### Raw data ###
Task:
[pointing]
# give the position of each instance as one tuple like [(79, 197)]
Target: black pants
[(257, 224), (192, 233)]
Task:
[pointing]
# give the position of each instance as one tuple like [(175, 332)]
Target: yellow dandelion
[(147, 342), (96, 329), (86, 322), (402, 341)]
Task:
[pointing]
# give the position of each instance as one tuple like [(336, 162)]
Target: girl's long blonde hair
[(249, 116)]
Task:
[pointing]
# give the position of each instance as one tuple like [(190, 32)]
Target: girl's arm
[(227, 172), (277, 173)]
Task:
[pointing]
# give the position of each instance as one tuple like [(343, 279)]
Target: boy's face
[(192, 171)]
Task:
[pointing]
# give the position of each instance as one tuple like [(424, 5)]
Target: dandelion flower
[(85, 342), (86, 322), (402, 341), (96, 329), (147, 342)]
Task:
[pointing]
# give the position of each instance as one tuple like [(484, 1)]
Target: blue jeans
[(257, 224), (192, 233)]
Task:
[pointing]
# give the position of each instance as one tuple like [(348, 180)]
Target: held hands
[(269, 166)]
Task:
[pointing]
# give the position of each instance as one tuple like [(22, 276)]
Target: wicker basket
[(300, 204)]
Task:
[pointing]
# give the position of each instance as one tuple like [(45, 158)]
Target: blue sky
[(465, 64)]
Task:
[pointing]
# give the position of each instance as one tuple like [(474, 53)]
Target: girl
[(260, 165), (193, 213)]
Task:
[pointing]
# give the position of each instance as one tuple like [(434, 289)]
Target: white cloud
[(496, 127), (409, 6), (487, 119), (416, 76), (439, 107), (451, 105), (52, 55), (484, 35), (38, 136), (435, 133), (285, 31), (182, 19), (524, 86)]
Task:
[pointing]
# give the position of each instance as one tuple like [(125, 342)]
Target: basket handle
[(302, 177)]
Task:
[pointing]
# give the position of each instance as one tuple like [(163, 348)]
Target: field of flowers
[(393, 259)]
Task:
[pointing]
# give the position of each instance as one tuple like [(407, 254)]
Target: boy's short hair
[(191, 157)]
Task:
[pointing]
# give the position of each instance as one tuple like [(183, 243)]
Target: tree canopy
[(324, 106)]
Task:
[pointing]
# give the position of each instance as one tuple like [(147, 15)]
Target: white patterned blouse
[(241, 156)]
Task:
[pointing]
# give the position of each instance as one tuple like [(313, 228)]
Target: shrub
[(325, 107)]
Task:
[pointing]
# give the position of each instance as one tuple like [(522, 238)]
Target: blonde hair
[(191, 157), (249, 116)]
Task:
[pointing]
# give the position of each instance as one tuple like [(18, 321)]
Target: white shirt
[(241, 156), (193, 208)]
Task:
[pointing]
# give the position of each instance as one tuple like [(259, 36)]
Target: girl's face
###
* [To be done]: Each record must be returned exactly as it is written.

* [Task output]:
Task:
[pointing]
# give the position of each instance as one tuple like [(79, 197)]
Target: black pants
[(257, 224), (192, 233)]
Task:
[pointing]
# give the position of each instance as one tuple like [(175, 332)]
Target: yellow dandelion
[(147, 342), (96, 329), (86, 322), (402, 341)]
Task:
[pointing]
# give the position of each instance as one tuple like [(336, 162)]
Target: girl's long blonde hair
[(249, 116)]
Task:
[pointing]
# give the position of each instance as one tuple like [(190, 32)]
Target: girl's arm
[(227, 172), (277, 173)]
Task:
[pointing]
# give the position of each instance as one tuple like [(343, 279)]
Target: boy's face
[(192, 171)]
Task:
[pointing]
# give the position of each instance as one tuple like [(424, 5)]
Target: dandelion flower
[(85, 342), (86, 322), (402, 341), (96, 329), (147, 342)]
Task:
[pointing]
# give the position of each instance as one tuple like [(484, 1)]
Target: blue jeans
[(257, 224), (192, 233)]
Task:
[pointing]
# give the position of each instance as one tuple like [(348, 180)]
Target: held hands
[(269, 166)]
Task:
[pointing]
# give the position of each instance as one tuple like [(22, 276)]
Target: wicker basket
[(300, 204)]
Task:
[pointing]
# give the position of each instance as one tuple like [(45, 158)]
Target: blue sky
[(465, 64)]
Task:
[pointing]
# give the position of each instance as one tuple like [(474, 53)]
Target: girl
[(260, 165), (193, 213)]
Task:
[pointing]
# give the position of each instance as one tuple like [(434, 289)]
Target: white cloud
[(496, 127), (409, 6), (487, 119), (416, 76), (439, 107), (451, 105), (52, 55), (484, 35), (38, 136), (435, 133), (285, 31), (182, 19), (524, 86)]
Task:
[pointing]
# give the position of each instance as one tuple like [(125, 342)]
Target: basket handle
[(302, 177)]
Task:
[pointing]
# give the position of each instance as one tuple like [(163, 348)]
Target: field of flowers
[(393, 259)]
Task:
[pointing]
# give the position of each instance as one tuple like [(407, 254)]
Target: boy's short hair
[(191, 157)]
Task:
[pointing]
# give the position of each instance as one tuple like [(183, 243)]
Target: tree canopy
[(324, 106)]
Task:
[pointing]
# give the position of each instance as one tuple like [(147, 15)]
Target: white patterned blouse
[(241, 156)]
Task:
[pointing]
# give the position of each instance as one tuple like [(313, 228)]
Target: shrub
[(325, 107)]
Task:
[pointing]
# give the position of each instance as one tuple like [(522, 238)]
Target: blonde hair
[(191, 157), (249, 116)]
Task:
[pointing]
# give the position of each instance as one tuple like [(18, 321)]
Target: white shirt
[(241, 156), (193, 208)]
Task:
[pointing]
# give the position of each instance as one tuple like [(259, 36)]
Target: girl's face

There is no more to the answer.